EXERCISE PROMPT = Output every line of the entries in the data listing below as a JSON array of strings, one string per line, omitting any blank lines.

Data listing
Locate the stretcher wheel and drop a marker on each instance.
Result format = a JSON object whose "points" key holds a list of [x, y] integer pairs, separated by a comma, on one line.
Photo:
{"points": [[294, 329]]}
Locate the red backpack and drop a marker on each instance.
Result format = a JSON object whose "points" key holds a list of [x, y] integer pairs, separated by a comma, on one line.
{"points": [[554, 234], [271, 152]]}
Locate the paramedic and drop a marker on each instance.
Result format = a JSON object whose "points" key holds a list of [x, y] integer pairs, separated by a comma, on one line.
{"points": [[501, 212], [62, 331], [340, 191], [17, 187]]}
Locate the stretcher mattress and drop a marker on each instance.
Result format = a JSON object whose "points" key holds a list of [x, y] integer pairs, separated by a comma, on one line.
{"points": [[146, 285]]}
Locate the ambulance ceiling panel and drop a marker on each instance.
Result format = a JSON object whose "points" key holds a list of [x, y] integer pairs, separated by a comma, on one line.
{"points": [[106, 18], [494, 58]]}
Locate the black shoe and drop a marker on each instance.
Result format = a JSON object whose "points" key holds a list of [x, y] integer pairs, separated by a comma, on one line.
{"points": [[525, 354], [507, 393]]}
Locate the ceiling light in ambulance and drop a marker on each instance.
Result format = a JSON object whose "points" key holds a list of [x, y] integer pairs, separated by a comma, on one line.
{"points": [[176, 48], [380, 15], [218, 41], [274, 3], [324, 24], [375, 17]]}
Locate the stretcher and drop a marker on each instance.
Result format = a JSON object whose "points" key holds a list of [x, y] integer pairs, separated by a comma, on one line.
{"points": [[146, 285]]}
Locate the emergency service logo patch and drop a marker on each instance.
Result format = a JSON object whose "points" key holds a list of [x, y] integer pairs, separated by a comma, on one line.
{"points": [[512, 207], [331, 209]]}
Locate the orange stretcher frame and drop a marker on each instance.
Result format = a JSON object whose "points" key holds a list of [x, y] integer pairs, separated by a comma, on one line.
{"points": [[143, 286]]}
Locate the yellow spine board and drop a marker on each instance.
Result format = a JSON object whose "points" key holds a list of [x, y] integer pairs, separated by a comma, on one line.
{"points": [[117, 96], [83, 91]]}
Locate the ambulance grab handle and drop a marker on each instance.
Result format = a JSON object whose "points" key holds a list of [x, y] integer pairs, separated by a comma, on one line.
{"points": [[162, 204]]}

EXERCISE OUTPUT =
[
  "Locate the stretcher wheel and drop a marker on each instance.",
  "Result format = a JSON object whose \"points\" key holds a list of [x, y] integer pairs, separated by a comma, on one line.",
  "Photo:",
  "{\"points\": [[294, 329]]}",
  "Locate the red backpack and drop a marker on each instance.",
  "Result format = a JSON object whose \"points\" key holds a list of [x, y] integer pairs, separated by a comma, on one line.",
  "{\"points\": [[554, 234], [271, 152]]}",
  "Locate the paramedic and drop a marker on each instance.",
  "Result format = a JSON object whose \"points\" key holds a list of [x, y] integer pairs, separated by a comma, on one line.",
  "{\"points\": [[501, 212], [62, 331], [340, 191], [17, 187]]}",
  "Locate the stretcher mattress and drop a marker on each instance.",
  "Result format = a JSON object whose \"points\" key holds a list of [x, y] integer pairs, separated by a comma, on one line.",
  "{\"points\": [[146, 285]]}",
  "Locate the ambulance ceiling panel and drop a marker on each instance.",
  "Result format = a JSON object whose \"points\" key holds a list of [x, y] integer pairs, separated by a comma, on one line.",
  "{\"points\": [[106, 18], [494, 58]]}",
  "Locate the black shoe and drop a marker on each instance.",
  "Result format = a JSON object whose \"points\" key holds a list of [x, y] integer pairs, separated by a comma, on one line.",
  "{\"points\": [[525, 354], [507, 393]]}",
  "Locate the ceiling light in ambulance and drop a marker on each instance.",
  "Result format = a JSON object whose \"points\" key holds a list of [x, y] integer pairs, separated by a comma, on one line.",
  "{\"points\": [[176, 48], [380, 15], [218, 41], [274, 3], [324, 24], [375, 17]]}",
  "Locate the stretcher and drop a marker on each instance.",
  "Result format = a JSON object whose \"points\" key holds a list of [x, y] integer pairs, separated by a comma, on one line.",
  "{\"points\": [[146, 285]]}",
  "Locate the emergency service logo patch and drop a marker on each instance.",
  "Result format = a JSON object whose \"points\" key holds a list of [x, y] integer pairs, separated by a comma, on one line.",
  "{\"points\": [[512, 207], [331, 209]]}",
  "Locate the orange stretcher frame and drop a marker on each instance.",
  "Result format = a JSON object whose \"points\" key holds a list of [x, y] integer pairs, separated by a comma, on one line.",
  "{\"points\": [[143, 286]]}",
  "Locate the yellow spine board and drop a marker on each instance.",
  "Result format = a JSON object whose \"points\" key holds a list of [x, y] integer pairs, separated by a comma, on one line.",
  "{\"points\": [[117, 96], [83, 91]]}",
  "Locate the ambulance grab handle and drop a marker on each instance.",
  "Result format = a JSON object whose \"points\" key holds a list of [x, y] integer pairs, separated by a comma, on one line.",
  "{\"points\": [[162, 204]]}"
]